* TASK DIRECTIONS
Please give the entries again in full and exactly, without any picture.

Part of a data file:
== == ==
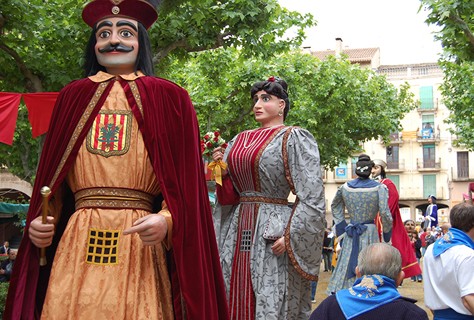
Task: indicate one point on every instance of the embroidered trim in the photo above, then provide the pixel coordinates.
(289, 249)
(259, 155)
(102, 247)
(113, 198)
(116, 138)
(80, 126)
(136, 95)
(264, 200)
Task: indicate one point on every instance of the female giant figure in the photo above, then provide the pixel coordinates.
(269, 251)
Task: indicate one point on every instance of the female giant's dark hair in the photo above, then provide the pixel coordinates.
(144, 61)
(274, 86)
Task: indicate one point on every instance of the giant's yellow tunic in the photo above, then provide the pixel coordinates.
(89, 278)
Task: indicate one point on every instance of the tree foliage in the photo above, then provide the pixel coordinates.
(341, 104)
(456, 21)
(216, 50)
(42, 43)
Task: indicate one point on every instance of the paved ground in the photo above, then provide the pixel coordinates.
(409, 289)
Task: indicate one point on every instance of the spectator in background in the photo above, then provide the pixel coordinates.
(5, 247)
(431, 214)
(6, 267)
(400, 239)
(363, 198)
(449, 268)
(423, 236)
(328, 243)
(374, 294)
(415, 245)
(445, 228)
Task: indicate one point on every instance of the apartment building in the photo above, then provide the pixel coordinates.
(422, 159)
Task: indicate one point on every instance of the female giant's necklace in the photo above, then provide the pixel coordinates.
(257, 135)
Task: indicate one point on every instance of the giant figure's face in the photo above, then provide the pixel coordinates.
(376, 171)
(267, 108)
(117, 44)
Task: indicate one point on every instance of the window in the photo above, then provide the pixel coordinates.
(463, 164)
(429, 185)
(396, 181)
(429, 156)
(354, 166)
(427, 126)
(393, 161)
(426, 97)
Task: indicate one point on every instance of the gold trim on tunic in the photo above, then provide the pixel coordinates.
(113, 198)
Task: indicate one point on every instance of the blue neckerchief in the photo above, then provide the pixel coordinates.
(354, 231)
(367, 293)
(362, 183)
(450, 314)
(454, 237)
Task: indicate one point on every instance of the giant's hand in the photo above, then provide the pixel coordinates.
(41, 234)
(218, 154)
(279, 247)
(152, 229)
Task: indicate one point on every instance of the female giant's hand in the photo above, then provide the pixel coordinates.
(41, 234)
(218, 154)
(279, 247)
(152, 229)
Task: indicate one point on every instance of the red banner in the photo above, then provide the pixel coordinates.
(8, 114)
(40, 106)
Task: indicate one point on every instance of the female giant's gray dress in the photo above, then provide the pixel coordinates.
(363, 199)
(261, 285)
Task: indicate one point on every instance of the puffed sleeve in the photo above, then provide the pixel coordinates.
(337, 209)
(385, 214)
(304, 236)
(225, 206)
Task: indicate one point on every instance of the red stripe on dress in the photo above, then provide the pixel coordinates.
(97, 131)
(121, 132)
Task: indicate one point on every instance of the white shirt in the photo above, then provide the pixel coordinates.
(448, 278)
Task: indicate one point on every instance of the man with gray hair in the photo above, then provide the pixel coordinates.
(374, 294)
(448, 268)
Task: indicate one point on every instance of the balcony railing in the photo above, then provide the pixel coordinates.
(428, 164)
(431, 108)
(428, 136)
(396, 166)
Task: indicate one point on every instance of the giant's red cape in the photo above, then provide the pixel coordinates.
(400, 238)
(170, 131)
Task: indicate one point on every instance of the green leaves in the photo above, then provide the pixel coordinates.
(456, 21)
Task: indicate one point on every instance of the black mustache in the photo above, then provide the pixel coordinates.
(116, 47)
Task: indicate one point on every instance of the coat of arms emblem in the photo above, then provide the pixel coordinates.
(110, 133)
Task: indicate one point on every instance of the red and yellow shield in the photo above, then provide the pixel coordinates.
(110, 133)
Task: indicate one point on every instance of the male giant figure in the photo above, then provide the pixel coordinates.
(122, 145)
(448, 268)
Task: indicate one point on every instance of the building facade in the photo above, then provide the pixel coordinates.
(422, 159)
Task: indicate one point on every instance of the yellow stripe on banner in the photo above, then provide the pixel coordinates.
(409, 135)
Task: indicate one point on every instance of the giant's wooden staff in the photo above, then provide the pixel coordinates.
(45, 192)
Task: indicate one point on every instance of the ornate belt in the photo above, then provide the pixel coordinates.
(258, 199)
(113, 198)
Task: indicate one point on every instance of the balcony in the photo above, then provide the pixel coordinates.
(395, 166)
(432, 107)
(425, 136)
(428, 165)
(396, 138)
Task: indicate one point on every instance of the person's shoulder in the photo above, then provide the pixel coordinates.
== == ==
* CORRECT OUTPUT
Task: indicate one point on every instance of the embroidered trim in the photo above, then provide the pixel coordinates.
(289, 249)
(259, 155)
(102, 247)
(113, 198)
(116, 138)
(80, 126)
(136, 95)
(264, 200)
Task: indicate one point on every instance of the female giant figure in the photo above, then provide the pixel coordinates.
(269, 251)
Task: indicate one point on every instance of the female giant's dark hair in the photo above, then provide the pixel coordinates.
(144, 61)
(274, 86)
Task: indicate one point on every instance of the giant's yellow tunic in the photo above, then provide the pixel coordinates.
(89, 278)
Task: indicate one point on every instance of the tree foliage in the photo above, then provide the pixel coordinates.
(341, 104)
(456, 21)
(216, 50)
(42, 43)
Task: indicate one point on every instance of the paved ground in the photo above, then provide the pixel coordinates.
(409, 289)
Task: indicate one point on every instance of the spectator in background in the photo above, then provide the pixel coordinates.
(5, 247)
(431, 214)
(6, 267)
(400, 239)
(363, 198)
(449, 268)
(423, 236)
(328, 243)
(374, 294)
(415, 245)
(445, 228)
Task: indicate one point on every instance of the apartment building in the photo above, then provide the pixel coordinates.
(422, 159)
Task: indicate one point on every instance of the female giant's necklace in the photo above, then provide the pixel coordinates.
(257, 135)
Task: indicate one point on every instance of the giant figure's face in the photo above, then provide the pixel coordinates.
(376, 171)
(267, 108)
(117, 44)
Task: indicate one point on every instance of the window in the photo above, then provide the pixel coordinates.
(463, 164)
(429, 185)
(396, 181)
(429, 156)
(354, 166)
(427, 126)
(393, 161)
(426, 97)
Task: indicate one point on every instance of the gold trim on tunic in the photo above, then provide the pixel coordinates.
(113, 198)
Task: indicate one point on every instance of the blue neckerchief in the photo above, then provide the pixel coordinates.
(354, 231)
(367, 293)
(362, 183)
(450, 314)
(454, 237)
Task: indicate one point on every instance of the giant's hand in the photo above, then provide the pixel coordinates.
(41, 234)
(218, 154)
(279, 247)
(152, 229)
Task: indicate one point on every instance of the female giant's hand in the photo above, then provide the pixel coordinates.
(41, 234)
(218, 154)
(279, 247)
(152, 229)
Task: indicate one point on every instance of the red banner in the photo above, then provide the pixel coordinates.
(8, 114)
(40, 106)
Task: indicate one point on every instance of the female giant's gray dress in the photo above, then provide the pixel coordinates.
(363, 199)
(261, 285)
Task: indicate one point on every instance of the puffed sleeve in the photo above, then provide the pixel coordinates.
(337, 209)
(385, 214)
(304, 236)
(225, 206)
Task: indicate one point on every instance of the red stripe on dress in the photo above, then provide the pixel coordinates.
(97, 131)
(121, 132)
Task: indicate one point on every instance of the white shirt in the photo above, then provide the pixel coordinates.
(448, 278)
Task: indicate one point on every instance of the man with gray hair in the photo above, then provide the pixel coordinates.
(374, 294)
(448, 268)
Task: indicate one point on every instance of the balcony railing in the photo above, then provide the pixel coordinates.
(428, 164)
(431, 108)
(428, 136)
(396, 166)
Task: indicate one point on every instance of the giant's red cape in the photo above, then provide the pixel coordinates.
(400, 238)
(170, 131)
Task: indicate one point on every instance of the green leaves in the photo above, then provide the pixel coordinates.
(456, 21)
Task: indicate one point on every instance of the black mustache in the photo above, then provide the pixel coordinates.
(116, 47)
Task: indicate one point on every instance of the coat of arms emblem in the photo above, then provide the pixel coordinates.
(110, 133)
Task: indicate one point on every instance of the red and yellow shield in the photo above, then provide the pixel coordinates.
(110, 133)
Task: indicate one point on every instance of the male giant figure in the photo above, then provide the pixel coordinates.
(122, 145)
(448, 268)
Task: indicate one point on every instance of the building facade in the photo above, then provide the pixel coordinates.
(422, 159)
Task: indicate one point on every instance of the yellow stripe on banner in the photo above, then provide the pixel coordinates.
(409, 135)
Task: indicate one point on every instance of the giant's wooden staff in the photo above, then provide the pixel coordinates.
(45, 192)
Task: indicate one point on every instance of the ornate belt in the photo above, then provide the pixel coordinates.
(258, 199)
(113, 198)
Task: indicate one point on every instance of the balcony in the photo above, then provide the pixel coordinates.
(395, 166)
(432, 107)
(425, 136)
(428, 165)
(396, 138)
Task: indicate one point on every instance of the person's shoulder in the photo above, then provide the pixel coordinates.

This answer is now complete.